» Vorliegender Text

┌──

Natürlich sind wir uns der Arbeit bewusst, die mit einem Verein bzw. allein der Gründung eines solchen auf uns zu kommt, allerdings würde sich der Einsatz wohl auch rentieren...
ich würde zu gern Verantwortung in bei einer solchen Sache übernehmen, nur weiß ich nicht, ob das nicht auf grund meines Alters ein wenig schwer werden könnte...


Greetz

Eggi


----------



## fabdh (6. März 2003)

> _Original geschrieben von Haddock _
> *
> P.S.: Auch wenn ihr es nicht gerne höhrt, die Ziellosigkeit schieb ich auf euer Alter. *


sorry aber diese aussage versteh ich nich...du weisst doch garnich wie alt wir sind.nur mal so nebenbei,bei uns liegen die altersunterschiede zwischen 16 und 36 jahren...


----------



## grosso (6. März 2003)

└──

» Aufgabe 1
Welche Namen von Forumsmitgliedern tauchen im Forenauszug auf?
» Aufgabe 2
Zeigen Sie alle Zeilen der Datensätze, in denen das Wort "road" vorkommt, unverändert an. Groß- und Kleinschreibung ist zu beachten.

» Datenliste
┌──

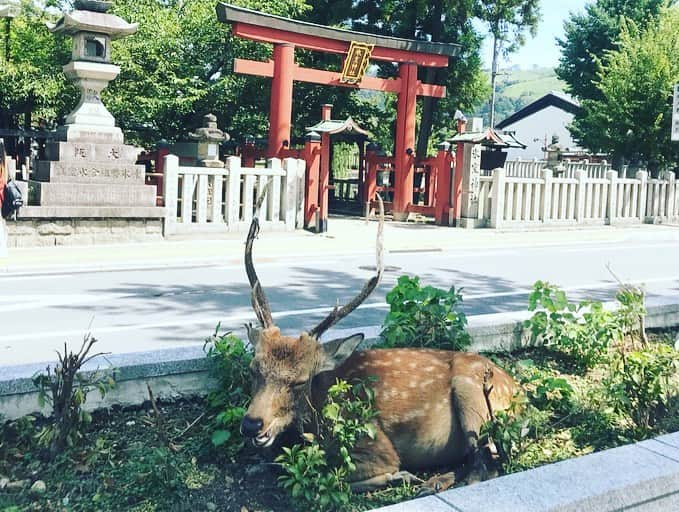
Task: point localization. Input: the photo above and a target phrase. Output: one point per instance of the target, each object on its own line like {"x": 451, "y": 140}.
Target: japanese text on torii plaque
{"x": 356, "y": 62}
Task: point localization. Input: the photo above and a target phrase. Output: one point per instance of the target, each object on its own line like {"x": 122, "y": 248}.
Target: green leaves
{"x": 424, "y": 317}
{"x": 231, "y": 366}
{"x": 316, "y": 473}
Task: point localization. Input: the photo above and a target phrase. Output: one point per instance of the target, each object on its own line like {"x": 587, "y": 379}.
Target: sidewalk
{"x": 345, "y": 236}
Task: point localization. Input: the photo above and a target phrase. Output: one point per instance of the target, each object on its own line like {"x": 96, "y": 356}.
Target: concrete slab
{"x": 625, "y": 478}
{"x": 428, "y": 504}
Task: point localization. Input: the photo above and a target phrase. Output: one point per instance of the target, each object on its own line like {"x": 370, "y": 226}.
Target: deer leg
{"x": 472, "y": 413}
{"x": 377, "y": 464}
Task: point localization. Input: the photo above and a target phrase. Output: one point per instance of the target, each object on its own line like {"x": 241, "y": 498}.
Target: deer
{"x": 430, "y": 403}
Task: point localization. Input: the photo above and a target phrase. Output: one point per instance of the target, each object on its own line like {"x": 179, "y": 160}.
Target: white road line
{"x": 26, "y": 277}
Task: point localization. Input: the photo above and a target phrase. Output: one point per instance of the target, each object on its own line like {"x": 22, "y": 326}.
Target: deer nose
{"x": 250, "y": 427}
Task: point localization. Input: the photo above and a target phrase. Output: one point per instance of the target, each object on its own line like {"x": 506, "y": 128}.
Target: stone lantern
{"x": 208, "y": 138}
{"x": 92, "y": 30}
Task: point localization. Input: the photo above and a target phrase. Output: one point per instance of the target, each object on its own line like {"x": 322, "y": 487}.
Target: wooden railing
{"x": 203, "y": 199}
{"x": 506, "y": 201}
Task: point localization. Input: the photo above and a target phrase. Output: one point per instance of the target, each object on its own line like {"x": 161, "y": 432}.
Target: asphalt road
{"x": 137, "y": 310}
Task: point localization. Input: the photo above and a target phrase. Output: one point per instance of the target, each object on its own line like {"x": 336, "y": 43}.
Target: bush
{"x": 584, "y": 331}
{"x": 424, "y": 317}
{"x": 65, "y": 388}
{"x": 642, "y": 381}
{"x": 316, "y": 473}
{"x": 231, "y": 360}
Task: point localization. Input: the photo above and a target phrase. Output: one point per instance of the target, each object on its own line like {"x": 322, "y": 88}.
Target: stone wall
{"x": 82, "y": 231}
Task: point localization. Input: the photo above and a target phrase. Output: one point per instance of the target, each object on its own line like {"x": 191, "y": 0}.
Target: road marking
{"x": 32, "y": 277}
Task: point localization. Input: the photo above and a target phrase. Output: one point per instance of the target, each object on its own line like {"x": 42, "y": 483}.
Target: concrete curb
{"x": 184, "y": 371}
{"x": 640, "y": 477}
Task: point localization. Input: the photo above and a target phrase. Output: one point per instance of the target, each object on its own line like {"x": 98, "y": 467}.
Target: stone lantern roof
{"x": 209, "y": 131}
{"x": 93, "y": 21}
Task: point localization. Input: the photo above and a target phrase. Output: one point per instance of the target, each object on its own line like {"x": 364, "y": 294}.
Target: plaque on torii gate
{"x": 287, "y": 34}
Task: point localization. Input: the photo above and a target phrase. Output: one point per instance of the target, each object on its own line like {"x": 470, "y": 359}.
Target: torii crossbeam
{"x": 286, "y": 34}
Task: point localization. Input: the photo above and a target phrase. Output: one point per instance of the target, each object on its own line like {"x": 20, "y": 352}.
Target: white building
{"x": 536, "y": 124}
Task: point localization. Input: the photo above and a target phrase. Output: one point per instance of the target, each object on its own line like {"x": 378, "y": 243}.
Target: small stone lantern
{"x": 209, "y": 137}
{"x": 92, "y": 30}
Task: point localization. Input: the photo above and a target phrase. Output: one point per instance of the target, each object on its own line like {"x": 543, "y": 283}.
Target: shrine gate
{"x": 287, "y": 34}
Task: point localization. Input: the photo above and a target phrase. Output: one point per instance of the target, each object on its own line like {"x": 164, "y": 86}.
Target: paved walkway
{"x": 346, "y": 236}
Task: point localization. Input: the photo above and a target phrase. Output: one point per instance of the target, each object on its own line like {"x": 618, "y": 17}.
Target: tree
{"x": 178, "y": 67}
{"x": 507, "y": 21}
{"x": 632, "y": 118}
{"x": 32, "y": 84}
{"x": 589, "y": 35}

└──

» Richtige Antwort 1
Eggi, fabdh, Haddock, grosso

» Richtige Antwort 2
Target: white road line
Target: asphalt road
Target: road marking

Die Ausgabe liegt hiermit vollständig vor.